Task list =>
(1) Return the passage of the music review from "The Bordellos continue" to "appreciative of that.", copied word for word.
(2) According to the music review, what three things do The Bordellos continue to do?
*** Source document Section Begins ***
I have listened in, done my honest bit, now have the band booked and hopefully can help them get a bit more note and keep them on their toes.   What they do here has all the fundamentals of early defiant punkism and is delivered with a good modern day spirit.  I am looking forward to the 'live' viewing, I expect it to be deliciously 'off the cuff' and a times promisingly shambolic - there is no other way.



The Bordellos continue to avoid the flow, they continue to be productive, they continue to do things their own way - and for that we should be truly thankful.  They offer an array of bedroom-based expulsions, you know the ones, those creations thrown off the cuff when the thought arises and slapped down and recorded before the inspiration flutters away into the great all-consuming ether.   On many occasions they produce something magical, of course now and again they produce something off kilter and not to my tastes but throughout they produce what they want to and ask my humble opinion - I am appreciative of that.
*** Source document Section Ends ***
*** Data excerpts Section Begins ***
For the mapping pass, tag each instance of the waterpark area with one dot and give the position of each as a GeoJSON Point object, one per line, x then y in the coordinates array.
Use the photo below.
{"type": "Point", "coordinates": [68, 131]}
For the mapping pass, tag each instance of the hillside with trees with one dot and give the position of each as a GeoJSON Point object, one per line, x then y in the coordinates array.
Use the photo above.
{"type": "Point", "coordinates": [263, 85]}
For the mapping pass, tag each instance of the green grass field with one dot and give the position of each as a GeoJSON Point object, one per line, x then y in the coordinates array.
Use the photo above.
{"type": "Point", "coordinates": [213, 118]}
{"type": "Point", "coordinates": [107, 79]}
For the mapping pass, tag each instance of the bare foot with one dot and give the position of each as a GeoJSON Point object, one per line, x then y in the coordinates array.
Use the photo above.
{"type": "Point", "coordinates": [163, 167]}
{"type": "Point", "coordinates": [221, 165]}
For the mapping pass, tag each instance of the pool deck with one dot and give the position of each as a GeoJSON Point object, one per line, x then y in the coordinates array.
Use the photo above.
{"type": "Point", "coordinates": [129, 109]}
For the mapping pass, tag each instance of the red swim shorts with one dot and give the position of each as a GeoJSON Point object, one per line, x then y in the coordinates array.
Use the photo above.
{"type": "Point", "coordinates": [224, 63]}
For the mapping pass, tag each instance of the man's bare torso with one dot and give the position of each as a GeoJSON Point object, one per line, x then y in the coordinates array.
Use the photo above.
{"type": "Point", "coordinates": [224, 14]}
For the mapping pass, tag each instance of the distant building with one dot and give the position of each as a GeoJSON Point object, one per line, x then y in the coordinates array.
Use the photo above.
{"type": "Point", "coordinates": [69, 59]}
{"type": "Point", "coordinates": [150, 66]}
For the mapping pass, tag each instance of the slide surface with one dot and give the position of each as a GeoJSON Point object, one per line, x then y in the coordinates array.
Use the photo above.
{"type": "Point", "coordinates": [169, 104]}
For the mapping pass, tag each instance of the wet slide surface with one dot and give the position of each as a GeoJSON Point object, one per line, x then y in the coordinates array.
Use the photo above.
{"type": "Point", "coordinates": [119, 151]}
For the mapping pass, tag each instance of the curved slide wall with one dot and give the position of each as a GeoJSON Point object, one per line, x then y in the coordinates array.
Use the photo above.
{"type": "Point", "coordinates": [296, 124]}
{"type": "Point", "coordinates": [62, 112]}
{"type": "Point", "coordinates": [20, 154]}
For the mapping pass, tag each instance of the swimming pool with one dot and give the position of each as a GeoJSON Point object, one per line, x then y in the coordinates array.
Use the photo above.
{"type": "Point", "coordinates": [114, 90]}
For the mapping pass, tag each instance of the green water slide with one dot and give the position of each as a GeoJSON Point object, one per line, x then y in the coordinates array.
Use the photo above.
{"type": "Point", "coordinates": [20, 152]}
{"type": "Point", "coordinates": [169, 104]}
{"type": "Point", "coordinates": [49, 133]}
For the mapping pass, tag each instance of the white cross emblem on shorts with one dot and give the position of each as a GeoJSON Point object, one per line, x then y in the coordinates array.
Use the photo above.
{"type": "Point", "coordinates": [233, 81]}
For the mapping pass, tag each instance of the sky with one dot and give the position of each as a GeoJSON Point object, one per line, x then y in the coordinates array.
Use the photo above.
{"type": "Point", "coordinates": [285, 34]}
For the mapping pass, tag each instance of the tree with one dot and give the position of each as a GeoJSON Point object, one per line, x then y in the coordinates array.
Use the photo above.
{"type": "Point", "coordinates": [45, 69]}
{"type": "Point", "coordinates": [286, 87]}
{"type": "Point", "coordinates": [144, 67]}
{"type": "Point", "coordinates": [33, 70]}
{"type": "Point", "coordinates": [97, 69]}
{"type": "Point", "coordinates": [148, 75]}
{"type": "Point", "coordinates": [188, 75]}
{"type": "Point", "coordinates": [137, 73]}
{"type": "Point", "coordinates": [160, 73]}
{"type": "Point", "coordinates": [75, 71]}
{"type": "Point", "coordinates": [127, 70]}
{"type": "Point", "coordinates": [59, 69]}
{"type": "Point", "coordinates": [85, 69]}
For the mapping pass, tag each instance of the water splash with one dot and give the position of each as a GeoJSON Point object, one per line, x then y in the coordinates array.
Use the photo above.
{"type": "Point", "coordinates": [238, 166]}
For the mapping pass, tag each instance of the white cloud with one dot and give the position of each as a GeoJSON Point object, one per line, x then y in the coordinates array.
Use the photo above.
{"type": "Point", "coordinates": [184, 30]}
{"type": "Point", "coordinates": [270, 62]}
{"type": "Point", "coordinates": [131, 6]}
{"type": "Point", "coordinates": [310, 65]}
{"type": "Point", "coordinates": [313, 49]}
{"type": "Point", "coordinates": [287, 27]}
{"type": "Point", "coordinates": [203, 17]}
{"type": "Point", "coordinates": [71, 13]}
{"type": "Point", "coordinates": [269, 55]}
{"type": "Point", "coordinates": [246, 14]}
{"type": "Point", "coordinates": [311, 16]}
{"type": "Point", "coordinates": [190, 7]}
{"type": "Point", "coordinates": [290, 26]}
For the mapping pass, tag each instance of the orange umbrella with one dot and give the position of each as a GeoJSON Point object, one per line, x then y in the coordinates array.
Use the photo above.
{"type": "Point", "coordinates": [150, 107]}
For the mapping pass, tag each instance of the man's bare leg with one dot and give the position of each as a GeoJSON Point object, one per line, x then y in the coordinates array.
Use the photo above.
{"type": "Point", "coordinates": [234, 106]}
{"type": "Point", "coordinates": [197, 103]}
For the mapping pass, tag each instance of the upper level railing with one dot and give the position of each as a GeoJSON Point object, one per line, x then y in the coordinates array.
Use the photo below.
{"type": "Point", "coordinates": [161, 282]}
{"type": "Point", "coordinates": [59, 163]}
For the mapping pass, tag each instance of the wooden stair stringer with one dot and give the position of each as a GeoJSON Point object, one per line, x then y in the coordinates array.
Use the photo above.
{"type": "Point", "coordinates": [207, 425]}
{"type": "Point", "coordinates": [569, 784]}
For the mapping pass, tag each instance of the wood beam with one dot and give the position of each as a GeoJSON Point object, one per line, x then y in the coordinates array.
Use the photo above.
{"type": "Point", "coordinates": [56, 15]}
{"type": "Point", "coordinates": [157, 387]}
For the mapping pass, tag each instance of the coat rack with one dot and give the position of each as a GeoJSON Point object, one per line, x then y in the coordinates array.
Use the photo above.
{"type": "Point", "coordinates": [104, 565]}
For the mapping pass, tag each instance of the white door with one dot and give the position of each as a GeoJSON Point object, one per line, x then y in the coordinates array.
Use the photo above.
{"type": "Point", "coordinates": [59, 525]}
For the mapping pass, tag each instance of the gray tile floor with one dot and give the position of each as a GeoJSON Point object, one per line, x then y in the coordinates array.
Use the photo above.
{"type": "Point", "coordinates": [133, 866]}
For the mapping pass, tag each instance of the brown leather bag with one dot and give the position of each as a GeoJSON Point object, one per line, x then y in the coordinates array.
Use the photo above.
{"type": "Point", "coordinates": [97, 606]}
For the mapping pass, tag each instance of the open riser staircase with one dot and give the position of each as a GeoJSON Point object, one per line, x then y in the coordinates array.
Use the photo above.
*** Data excerpts Section Ends ***
Results by task =>
(1)
The Bordellos continue to avoid the flow, they continue to be productive, they continue to do things their own way - and for that we should be truly thankful.  They offer an array of bedroom-based expulsions, you know the ones, those creations thrown off the cuff when the thought arises and slapped down and recorded before the inspiration flutters away into the great all-consuming ether.   On many occasions they produce something magical, of course now and again they produce something off kilter and not to my tastes but throughout they produce what they want to and ask my humble opinion - I am appreciative of that.

(2) They continue to avoid the flow, to be productive, and to do things their own way.